Source →

However, there are some relationships that are certainly incorrect:
- higher affects Mother’s education - this relationship does not make sense as students who wants to pursue higher education does not affect mother’s education. It could be the other way round.
To avoid these erroneous relationships, we can re-run structure learning with some added constraints:
[12]:
sm = from_pandas(struct_data, tabu_edges=[("higher", "Medu")], w_threshold=0.8)
_, _, _ = plot_structure(sm)
Modifying the Structure¶
To correct erroneous relationships, we can incorporate domain knowledge into the model after structure learning. We can modify the structure model through adding and deleting the edges. For example, we can add and remove edges as:
[13]:
sm.add_edge("failures", "G1")
sm.remove_edge("Pstatus", "G1")
sm.remove_edge("address", "G1")
We can now visualise our updated structure to confirm it looks reasonable.
[14]:
_, _, _ = plot_structure(sm)
We can see there are two separate subgraphs here in the visualisation plot: Dalc->Walc
and the other big subgraph. We can retrieve the largest subgraph easily by calling the StructureModel function get_largest_subgraph()
.
[15]:
sm = sm.get_largest_subgraph()
_, _, _ = plot_structure(sm)
After deciding on how the final structure model should look, we can instantiate a BayesianNetwork
.
[16]:
from causalnex.network import BayesianNetwork
bn = BayesianNetwork(sm)
We are now ready to move on to learning the conditional probability distribution of different features in the BayesianNetwork
.
Fitting the Conditional Distribution of the Bayesian Network¶
Preparing the Discretised Data¶
Bayesian Networks in CausalNex support only discrete distributions. Any continuous features, or features with a large number of categories, should be discretised prior to fitting the Bayesian Network. Models containing variables with many possible values will typically be badly fit, and exhibit poor performance.
For example, consider P(G2 | G1), where G1 and G2 have possible values 0 to 20. The discrete conditional probability distribution is therefore specified using 21x21 (441) possible combinations - most of which we will be unlikely to observe.
CausalNex provides a few helper methods to make discretisation easier. Let’s start by reducing the number of categories in some of the categorical features by combining similar values. We will make numeric features categorical by discretisation, and then give the buckets meaningful labels.
Cardinality of Categorical Features¶
To reduce the cardinality of categorical features we can define a map {old_value: new_value}
, and use this to update the feature. For example, in the studytime
feature, we make the studytime which is more than 2 (2 means 2 to 5 hours here, see https://archive.ics.uci.edu/ml/datasets/Student+Performance) into long-studytime
, and the rest into short-studytime
.

Tasks to perform →
a) Extract everything in the CausalNex tutorial from "After deciding on" down to "bn = BayesianNetwork(sm)".
b) According to the CausalNex tutorial, how many possible combinations specify the discrete conditional probability distribution P(G2 | G1)?
c) List every edge that the code labeled [13] in the CausalNex tutorial adds or removes, and say for each whether it is added or removed.

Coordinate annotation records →
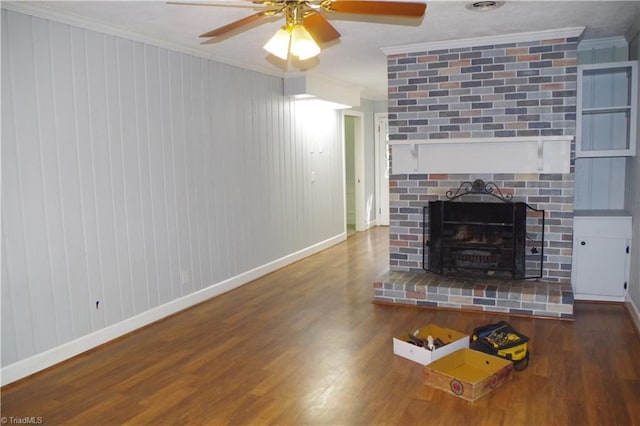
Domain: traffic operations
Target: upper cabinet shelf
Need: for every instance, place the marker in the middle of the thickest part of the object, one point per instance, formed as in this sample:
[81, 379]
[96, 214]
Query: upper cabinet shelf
[607, 100]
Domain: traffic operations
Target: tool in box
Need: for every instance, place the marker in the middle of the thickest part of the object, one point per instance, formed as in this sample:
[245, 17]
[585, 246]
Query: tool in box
[502, 340]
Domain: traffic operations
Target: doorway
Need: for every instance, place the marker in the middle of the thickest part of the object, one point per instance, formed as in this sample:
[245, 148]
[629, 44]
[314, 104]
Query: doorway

Exercise answers →
a)
After deciding on how the final structure model should look, we can instantiate a BayesianNetwork
.
[16]:
from causalnex.network import BayesianNetwork
bn = BayesianNetwork(sm)

b) 21x21, or 441, possible combinations.

c)
- Added: "failures" to "G1"
- Removed: "Pstatus" to "G1"
- Removed: "address" to "G1"